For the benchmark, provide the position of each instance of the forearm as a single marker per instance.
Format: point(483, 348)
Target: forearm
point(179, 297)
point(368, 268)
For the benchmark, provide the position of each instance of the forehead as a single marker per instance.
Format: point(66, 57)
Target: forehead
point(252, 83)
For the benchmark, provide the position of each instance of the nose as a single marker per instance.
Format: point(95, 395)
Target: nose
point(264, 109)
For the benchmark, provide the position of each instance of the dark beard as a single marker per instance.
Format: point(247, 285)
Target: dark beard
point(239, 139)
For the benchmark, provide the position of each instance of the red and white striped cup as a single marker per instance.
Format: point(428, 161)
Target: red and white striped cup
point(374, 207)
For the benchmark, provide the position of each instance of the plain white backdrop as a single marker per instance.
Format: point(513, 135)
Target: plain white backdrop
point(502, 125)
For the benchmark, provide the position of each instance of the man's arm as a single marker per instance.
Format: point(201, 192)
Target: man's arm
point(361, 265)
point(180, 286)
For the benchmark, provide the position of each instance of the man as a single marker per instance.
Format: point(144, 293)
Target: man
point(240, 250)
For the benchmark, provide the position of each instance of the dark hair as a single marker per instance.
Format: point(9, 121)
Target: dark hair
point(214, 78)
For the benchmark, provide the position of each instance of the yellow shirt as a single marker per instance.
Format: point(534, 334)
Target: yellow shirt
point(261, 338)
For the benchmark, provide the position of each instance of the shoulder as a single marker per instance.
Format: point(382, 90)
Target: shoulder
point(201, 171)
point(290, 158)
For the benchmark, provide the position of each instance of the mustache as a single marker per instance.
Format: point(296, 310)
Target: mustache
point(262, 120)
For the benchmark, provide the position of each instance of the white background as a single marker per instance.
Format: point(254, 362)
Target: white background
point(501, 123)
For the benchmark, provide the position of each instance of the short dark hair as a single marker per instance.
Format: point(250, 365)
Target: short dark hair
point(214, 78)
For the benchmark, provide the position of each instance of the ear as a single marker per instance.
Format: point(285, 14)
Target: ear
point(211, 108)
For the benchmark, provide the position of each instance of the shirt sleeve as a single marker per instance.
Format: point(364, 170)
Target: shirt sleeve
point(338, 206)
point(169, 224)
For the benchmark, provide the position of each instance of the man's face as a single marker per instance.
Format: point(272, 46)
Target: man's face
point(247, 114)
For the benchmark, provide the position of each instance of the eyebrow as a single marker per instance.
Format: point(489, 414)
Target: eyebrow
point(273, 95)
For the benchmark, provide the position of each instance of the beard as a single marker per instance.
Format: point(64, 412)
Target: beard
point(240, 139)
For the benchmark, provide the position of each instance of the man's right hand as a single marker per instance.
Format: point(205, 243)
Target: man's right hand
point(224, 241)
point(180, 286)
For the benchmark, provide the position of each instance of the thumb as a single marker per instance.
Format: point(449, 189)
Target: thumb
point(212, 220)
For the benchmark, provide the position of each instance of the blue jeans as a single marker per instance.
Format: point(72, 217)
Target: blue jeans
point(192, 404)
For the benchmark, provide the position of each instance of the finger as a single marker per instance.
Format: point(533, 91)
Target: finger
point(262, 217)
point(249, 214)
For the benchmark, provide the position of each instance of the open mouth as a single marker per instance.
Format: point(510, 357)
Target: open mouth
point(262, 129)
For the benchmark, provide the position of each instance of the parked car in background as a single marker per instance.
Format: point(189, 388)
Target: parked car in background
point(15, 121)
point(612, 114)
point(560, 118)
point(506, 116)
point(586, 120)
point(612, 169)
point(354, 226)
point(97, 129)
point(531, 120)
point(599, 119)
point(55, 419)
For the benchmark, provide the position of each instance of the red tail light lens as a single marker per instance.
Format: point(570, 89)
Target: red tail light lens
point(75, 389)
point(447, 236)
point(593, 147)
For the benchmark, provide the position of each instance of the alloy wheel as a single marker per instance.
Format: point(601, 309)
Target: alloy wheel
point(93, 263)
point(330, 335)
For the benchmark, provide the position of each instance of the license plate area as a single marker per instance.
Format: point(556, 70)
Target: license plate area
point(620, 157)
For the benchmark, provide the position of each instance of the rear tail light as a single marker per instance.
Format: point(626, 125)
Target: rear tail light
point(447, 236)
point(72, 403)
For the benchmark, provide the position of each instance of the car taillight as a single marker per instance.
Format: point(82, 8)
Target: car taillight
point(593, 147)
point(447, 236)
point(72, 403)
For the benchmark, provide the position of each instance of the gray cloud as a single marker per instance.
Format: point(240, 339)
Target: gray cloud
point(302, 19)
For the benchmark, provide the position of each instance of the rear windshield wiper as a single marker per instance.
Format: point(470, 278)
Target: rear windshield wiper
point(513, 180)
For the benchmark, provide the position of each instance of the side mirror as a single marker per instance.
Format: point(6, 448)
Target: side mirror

◆ What is required:
Please return every line of the material above without any change.

◆ Result:
For the benchmark, provide the position of each instance of the forearm as a single marker per instance.
Format: point(483, 348)
Target: forearm
point(179, 297)
point(368, 268)
For the benchmark, provide the position of each instance of the forehead as a single marker per instance.
Format: point(66, 57)
Target: forehead
point(252, 83)
For the benchmark, provide the position of each instance of the nose as a single marker per instance.
Format: point(95, 395)
Target: nose
point(264, 109)
For the benchmark, provide the position of each instance of the dark beard as a single marker per instance.
Format: point(247, 285)
Target: dark beard
point(239, 139)
For the benchmark, provide the position of each instance of the red and white striped cup as a single marker per instance.
Format: point(428, 161)
Target: red and white striped cup
point(374, 207)
For the benchmark, provide the position of each instance of the plain white backdrop as a single marker per instance.
Format: point(513, 135)
Target: plain white backdrop
point(502, 125)
For the benchmark, provide the position of each instance of the man's arm as a single marker per instance.
Format: point(201, 192)
Target: man's arm
point(361, 265)
point(180, 286)
For the benchmark, provide the position of each instance of the man as a single marker per instance.
Format: point(144, 293)
Target: man
point(240, 250)
For the benchmark, provide the position of each instance of the dark hair as a single marker per instance.
Format: point(9, 121)
Target: dark hair
point(214, 78)
For the benchmark, provide the position of each instance of the yellow shirt as a single marker per instance.
Format: point(534, 334)
Target: yellow shirt
point(261, 338)
For the benchmark, provide the position of each instance of the shoulder as a single marker per instance.
Format: point(382, 90)
Target: shoulder
point(201, 171)
point(290, 158)
For the benchmark, provide the position of each instance of the mustache as a single marker per instance.
Format: point(296, 310)
Target: mustache
point(262, 120)
For the benchmark, provide the position of each instance of the white background as a single marker per instance.
Format: point(254, 362)
Target: white background
point(501, 123)
For the benchmark, provide the position of each instance of the short dark hair as a single marker per instance.
Format: point(250, 365)
Target: short dark hair
point(214, 78)
For the benchmark, provide the position of each instance of the ear as a single marker per instance.
Format: point(285, 14)
Target: ear
point(211, 108)
For the benchmark, provide the position of each instance of the shirt sleeve as a single marker per instance.
Format: point(364, 170)
Target: shirt sleeve
point(338, 206)
point(169, 224)
For the benchmark, provide the position of each instance of the man's face as a single marker per instance.
Format: point(272, 46)
Target: man's face
point(247, 114)
For the benchmark, provide the position of each instance of the eyebrow as a single marker per instance.
Format: point(489, 414)
Target: eyebrow
point(273, 95)
For the benchmark, provide the position of each instance of the beard as a single marker per instance.
Format: point(64, 412)
Target: beard
point(240, 139)
For the benchmark, provide the position of each instance of the man's right hand as a single marker per instance.
Format: point(205, 243)
Target: man's right hand
point(224, 241)
point(180, 286)
For the benchmark, provide the position of each instance of the thumb as a single marker per instance.
Format: point(449, 189)
Target: thumb
point(212, 220)
For the benchmark, provide the position of each instance of the blue jeans as a single marker per instance.
Format: point(72, 217)
Target: blue jeans
point(192, 404)
For the benchmark, provide the position of each instance of the finger as a single marker per instance.
Format: point(533, 91)
Target: finger
point(262, 217)
point(249, 214)
For the benchmark, provide the position of each instance of the open mouth as a single marker per instance.
Format: point(510, 357)
Target: open mouth
point(262, 129)
For the benchmark, provide the position of each instance of the parked car in background as a single marker per instance.
Format: point(189, 388)
Target: parked car in background
point(15, 121)
point(612, 114)
point(560, 118)
point(506, 116)
point(586, 120)
point(612, 169)
point(354, 226)
point(97, 129)
point(531, 120)
point(599, 119)
point(55, 419)
For the benchmark, provide the position of each instance of the red tail light lens as a single marker per instance.
Format: point(570, 89)
Target: red tail light lens
point(75, 389)
point(447, 236)
point(593, 147)
For the benchmark, provide the position of each instance of the alloy wheel as a single marker per instance.
Format: point(601, 309)
Target: alloy wheel
point(93, 263)
point(330, 335)
For the benchmark, provide the position of each instance of the license plate area as a single marker per instance.
Format: point(556, 70)
Target: license plate area
point(620, 157)
For the benchmark, provide the position of each instance of the rear tail light as a single marker per instance.
Format: point(626, 125)
Target: rear tail light
point(447, 236)
point(72, 403)
For the benchmark, provide the position of each instance of the car taillight as a single marker per instance.
Format: point(82, 8)
Target: car taillight
point(593, 147)
point(447, 236)
point(72, 403)
For the benchmark, provide the position of each instance of the gray cloud as a single marker per instance.
Format: point(240, 339)
Target: gray cloud
point(302, 19)
For the benchmark, provide the position of each instance of the rear windshield wiper as a single marker per instance.
Format: point(470, 278)
Target: rear windshield wiper
point(513, 180)
For the benchmark, provide the position of each instance of the side mirror as a single marker per instance.
Format: point(6, 448)
Target: side mirror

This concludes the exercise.